- _Source passage_:
##########

We were walking with Borges in a
neighbourhood with country farms in Mar del Plata and suddenly I was felt a
smell that moved me. Borges told me that that the memories that we most felt are
the smells and tastes, as they usually surrounded by gulfs of forgetfulness:
you must smell the same smell to remember a smell, and one must feel the same
taste to remember a taste (that does not happen with images and sounds). With what emotion we return to smell the same
smell which we experienced for the last time in our past in places we will
never return!”
Adolfo Bioy Casares recounting a walk with
Jorge Luís Borges.
I understand the above well as I remember the
last time that Rosemary sniffed our Rosa ‘Margaret Merril’ in our old garden.
It did not survive and I was not able to find one to buy until after Rosemary
had died on December 9 2020.
She would not have known and I do know,
thanks to Goggle as to who Margaret Merril was.
| Margaret Manton Merrill
|
Margaret Manton Merrill (1859 – June
19/20, 1893) was a British-born American journalist, writer, translator, and
elocutionist. At the age of twenty, she became the founder, owner and editor of
the Colorado Temperance Gazette. She stayed in journalism for twelve years,
where her noted successes were in the line of stories for children, while she
likewise made translations from such diverse languages as Scandinavian and
Sioux. Wikipedia
And the rose:
Rosa 'Margaret Merril' (aka HARkuly) is a
white-blend Floribunda rose cultivar developed by Harkness Roses in 1972 and
introduced into Great Britain in 1978. It is the winner of multiple rose
awards, including the Geneva Gold Medal and Rome Gold Medal and the Hague and
Auckland Fragrance awards. Wikipedia
Not explained anywhere is why the rose's name has one less l in in Merril.
Smelling Rosemary
| Rosa 'St. Swithun' 2 September 2022
|
I Smell Sweet Savours
Today 2 September 2022 I noticed a rose, Rosa ‘St.
Swithun’ that was in bloom but a bit past its prime. I stopped to smell it and
I was rewarded by one of the most complex and wonderful scents in botany (my
opinion). It is a scent that the English call myrhh.
Can a scent remind you of a person? With me, yes. I have
written many times before (link above) that I remember the smell of my father that combined
his Navy Cut Player cigarettes he smoked, the gin in his breath, lavender after
shave and all those scents converging on his Harris Tweed jackets.
But this morning when I took a whiff of St. Swithun I
immediately was reminded of my Rosemary.
I remember one afternoon when she came back from a VanDusen
Garden show and told me, “Alex, there is rose in the Phoenix Perennials booth
that has a smell that is heavenly. I am going back tomorrow as this display
rose has my name on it.” And so it was and Rosemary introduced me to the myrrh
scented English Roses.
Rosemary rarely wore perfume so it is the scent of St.
Swithun that to me is Rosemary.
Luckily my ability to smell is extremely good.

##########

- _Goal 1_:
Reproduce word for word the entries running from the line containing "Note: identify the folding" through the end of the entries, both ends included.

- _Data records_:
##########

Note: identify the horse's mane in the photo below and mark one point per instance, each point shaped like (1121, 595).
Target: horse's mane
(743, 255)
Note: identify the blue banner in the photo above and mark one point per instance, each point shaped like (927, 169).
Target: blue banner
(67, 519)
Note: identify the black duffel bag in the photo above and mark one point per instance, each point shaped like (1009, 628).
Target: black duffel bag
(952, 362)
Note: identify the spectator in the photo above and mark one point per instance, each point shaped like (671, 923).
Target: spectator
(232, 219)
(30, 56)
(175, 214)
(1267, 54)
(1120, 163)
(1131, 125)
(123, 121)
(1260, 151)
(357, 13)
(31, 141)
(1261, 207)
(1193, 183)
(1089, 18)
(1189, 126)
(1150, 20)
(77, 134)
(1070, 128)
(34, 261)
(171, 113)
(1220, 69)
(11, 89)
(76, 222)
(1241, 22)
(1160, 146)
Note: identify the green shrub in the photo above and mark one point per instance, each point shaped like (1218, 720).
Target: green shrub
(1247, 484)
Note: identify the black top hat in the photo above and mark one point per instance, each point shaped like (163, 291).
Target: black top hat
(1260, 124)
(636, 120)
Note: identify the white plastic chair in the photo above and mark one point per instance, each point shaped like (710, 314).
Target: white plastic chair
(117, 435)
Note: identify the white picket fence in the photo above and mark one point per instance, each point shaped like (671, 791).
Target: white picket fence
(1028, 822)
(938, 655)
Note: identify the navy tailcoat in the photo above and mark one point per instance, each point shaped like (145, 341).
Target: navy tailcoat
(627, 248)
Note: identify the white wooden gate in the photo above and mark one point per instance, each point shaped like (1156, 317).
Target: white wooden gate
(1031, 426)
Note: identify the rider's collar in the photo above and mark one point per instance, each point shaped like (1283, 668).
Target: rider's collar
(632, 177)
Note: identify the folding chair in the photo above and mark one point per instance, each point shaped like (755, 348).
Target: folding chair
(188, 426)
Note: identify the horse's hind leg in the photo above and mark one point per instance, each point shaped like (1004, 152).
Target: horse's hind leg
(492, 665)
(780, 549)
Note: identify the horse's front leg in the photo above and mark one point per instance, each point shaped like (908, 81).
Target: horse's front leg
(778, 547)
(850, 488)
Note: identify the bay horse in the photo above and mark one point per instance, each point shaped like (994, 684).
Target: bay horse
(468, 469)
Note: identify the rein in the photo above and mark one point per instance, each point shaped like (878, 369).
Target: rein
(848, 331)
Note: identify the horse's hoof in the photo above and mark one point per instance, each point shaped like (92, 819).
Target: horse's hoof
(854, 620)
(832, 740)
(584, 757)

##########

- _Goal 2_:
According to the passage on roses and scent, which company developed Rosa 'Margaret Merril'?

- _Expected answer 1_:
Note: identify the folding chair in the photo above and mark one point per instance, each point shaped like (755, 348).
Target: folding chair
(188, 426)
Note: identify the horse's hind leg in the photo above and mark one point per instance, each point shaped like (1004, 152).
Target: horse's hind leg
(492, 665)
(780, 549)
Note: identify the horse's front leg in the photo above and mark one point per instance, each point shaped like (908, 81).
Target: horse's front leg
(778, 547)
(850, 488)
Note: identify the bay horse in the photo above and mark one point per instance, each point shaped like (994, 684).
Target: bay horse
(468, 469)
Note: identify the rein in the photo above and mark one point per instance, each point shaped like (878, 369).
Target: rein
(848, 331)
Note: identify the horse's hoof in the photo above and mark one point per instance, each point shaped like (92, 819).
Target: horse's hoof
(854, 620)
(832, 740)
(584, 757)

- _Expected answer 2_:
Harkness Roses